OBJECTIVE
Locate every line in the data below that contains the word "blue", and copy each of those lines in full.

EXTRACTED INFORMATION
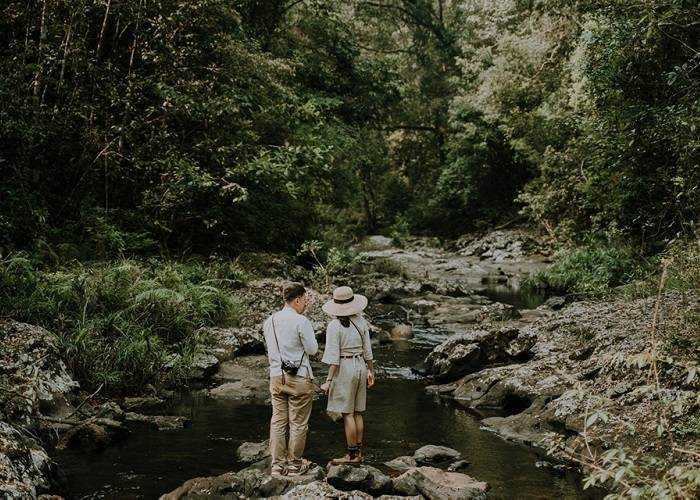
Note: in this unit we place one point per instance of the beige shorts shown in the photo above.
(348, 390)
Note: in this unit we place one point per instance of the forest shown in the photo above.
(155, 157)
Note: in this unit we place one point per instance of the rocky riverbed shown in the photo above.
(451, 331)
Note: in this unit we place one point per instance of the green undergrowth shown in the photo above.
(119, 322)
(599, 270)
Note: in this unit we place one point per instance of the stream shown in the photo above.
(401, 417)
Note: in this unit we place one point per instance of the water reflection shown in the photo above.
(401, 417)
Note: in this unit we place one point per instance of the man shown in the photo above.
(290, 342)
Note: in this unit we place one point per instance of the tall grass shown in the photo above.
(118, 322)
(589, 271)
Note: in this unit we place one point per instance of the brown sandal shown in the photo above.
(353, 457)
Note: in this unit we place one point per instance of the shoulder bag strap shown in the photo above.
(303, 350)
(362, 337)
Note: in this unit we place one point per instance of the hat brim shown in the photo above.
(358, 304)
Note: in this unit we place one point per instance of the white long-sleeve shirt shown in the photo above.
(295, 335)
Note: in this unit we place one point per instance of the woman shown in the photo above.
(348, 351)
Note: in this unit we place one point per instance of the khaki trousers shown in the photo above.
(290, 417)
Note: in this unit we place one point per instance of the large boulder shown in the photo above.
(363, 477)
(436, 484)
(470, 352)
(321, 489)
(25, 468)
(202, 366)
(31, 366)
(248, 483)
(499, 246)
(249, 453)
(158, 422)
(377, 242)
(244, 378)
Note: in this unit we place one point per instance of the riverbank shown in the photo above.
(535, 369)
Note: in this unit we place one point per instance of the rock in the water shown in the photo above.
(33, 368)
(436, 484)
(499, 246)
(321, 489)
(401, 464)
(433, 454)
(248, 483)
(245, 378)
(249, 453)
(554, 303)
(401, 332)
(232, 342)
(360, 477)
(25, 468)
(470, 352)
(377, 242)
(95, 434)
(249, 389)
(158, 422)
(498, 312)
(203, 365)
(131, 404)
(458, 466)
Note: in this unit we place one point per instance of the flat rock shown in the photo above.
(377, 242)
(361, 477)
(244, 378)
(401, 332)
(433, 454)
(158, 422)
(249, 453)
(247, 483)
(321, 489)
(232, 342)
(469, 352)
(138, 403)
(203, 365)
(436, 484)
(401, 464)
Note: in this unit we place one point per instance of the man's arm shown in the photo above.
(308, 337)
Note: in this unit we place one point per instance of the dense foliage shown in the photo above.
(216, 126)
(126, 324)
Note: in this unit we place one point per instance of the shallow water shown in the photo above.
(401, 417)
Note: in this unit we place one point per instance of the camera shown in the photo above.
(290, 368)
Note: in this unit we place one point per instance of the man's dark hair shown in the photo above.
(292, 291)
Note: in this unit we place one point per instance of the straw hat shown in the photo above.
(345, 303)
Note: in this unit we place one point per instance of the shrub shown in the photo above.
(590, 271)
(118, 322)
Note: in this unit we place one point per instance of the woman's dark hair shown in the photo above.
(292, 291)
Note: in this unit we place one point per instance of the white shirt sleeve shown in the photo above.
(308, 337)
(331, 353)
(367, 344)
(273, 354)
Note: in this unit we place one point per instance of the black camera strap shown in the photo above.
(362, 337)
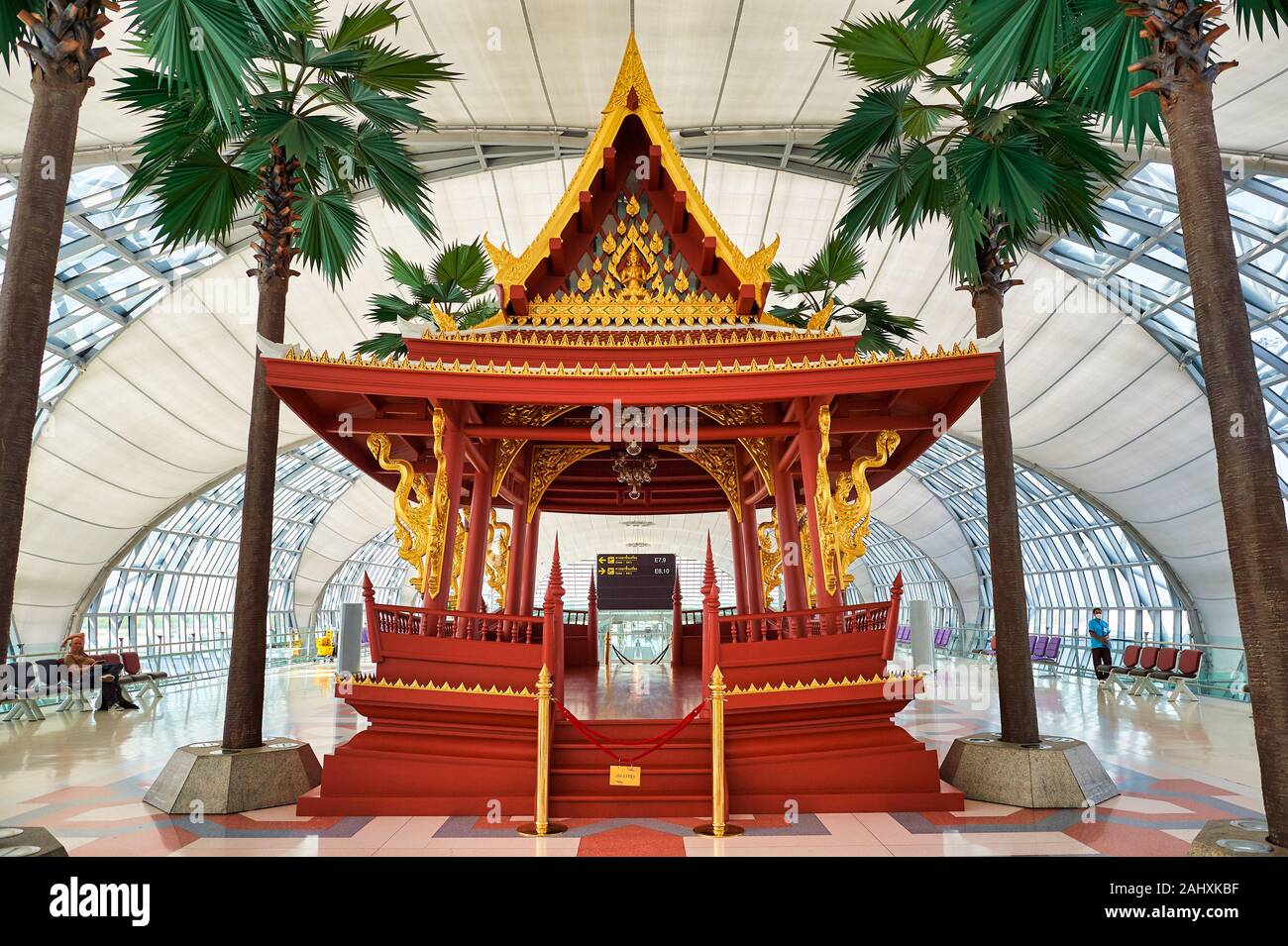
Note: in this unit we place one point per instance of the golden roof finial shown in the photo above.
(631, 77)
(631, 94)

--

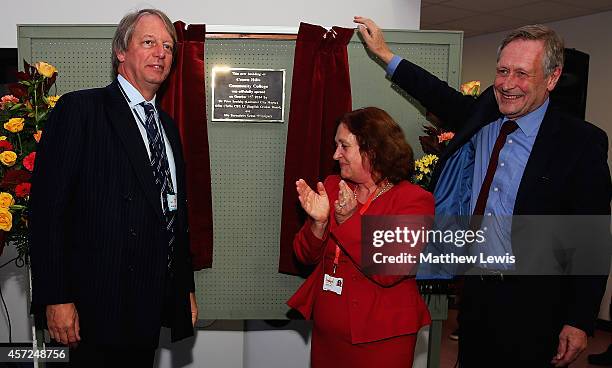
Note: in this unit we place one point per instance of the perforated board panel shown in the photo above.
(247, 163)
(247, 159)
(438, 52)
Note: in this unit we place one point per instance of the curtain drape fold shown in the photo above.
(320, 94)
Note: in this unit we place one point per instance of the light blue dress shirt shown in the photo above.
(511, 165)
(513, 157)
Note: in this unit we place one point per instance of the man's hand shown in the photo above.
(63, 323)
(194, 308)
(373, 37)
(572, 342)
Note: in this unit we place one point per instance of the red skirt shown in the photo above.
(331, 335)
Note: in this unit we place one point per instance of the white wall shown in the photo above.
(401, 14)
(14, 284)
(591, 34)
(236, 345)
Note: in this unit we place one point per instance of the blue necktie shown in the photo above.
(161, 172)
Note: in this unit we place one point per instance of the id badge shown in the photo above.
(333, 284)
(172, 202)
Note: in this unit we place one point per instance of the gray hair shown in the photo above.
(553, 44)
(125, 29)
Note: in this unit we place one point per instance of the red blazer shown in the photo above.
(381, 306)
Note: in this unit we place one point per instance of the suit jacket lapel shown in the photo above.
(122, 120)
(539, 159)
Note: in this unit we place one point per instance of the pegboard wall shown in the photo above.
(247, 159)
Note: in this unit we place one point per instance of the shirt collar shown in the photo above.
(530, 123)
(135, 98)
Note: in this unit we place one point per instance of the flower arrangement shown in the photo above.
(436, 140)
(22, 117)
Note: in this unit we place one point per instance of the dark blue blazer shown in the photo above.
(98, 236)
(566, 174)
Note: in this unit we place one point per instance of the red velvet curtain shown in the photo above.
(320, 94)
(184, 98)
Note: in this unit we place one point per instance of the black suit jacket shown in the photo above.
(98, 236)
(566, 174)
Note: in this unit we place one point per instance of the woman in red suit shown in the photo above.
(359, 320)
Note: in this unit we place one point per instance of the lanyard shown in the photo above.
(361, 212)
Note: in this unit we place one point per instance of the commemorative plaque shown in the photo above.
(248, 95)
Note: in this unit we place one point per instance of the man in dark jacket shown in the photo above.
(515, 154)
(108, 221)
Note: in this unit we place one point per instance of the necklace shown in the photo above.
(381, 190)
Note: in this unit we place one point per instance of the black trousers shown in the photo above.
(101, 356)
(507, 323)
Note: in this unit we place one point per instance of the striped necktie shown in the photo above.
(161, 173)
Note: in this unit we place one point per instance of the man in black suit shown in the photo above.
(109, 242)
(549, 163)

EXERCISE RESULT
Note: in this unit we place one point per instance of the light blue dress shirt shown in the photo above.
Note: in this unit we place one point per instance of the blue necktie shown in the photo above.
Note: in this unit we place one point per instance of the dark blue blazer shown in the photo above.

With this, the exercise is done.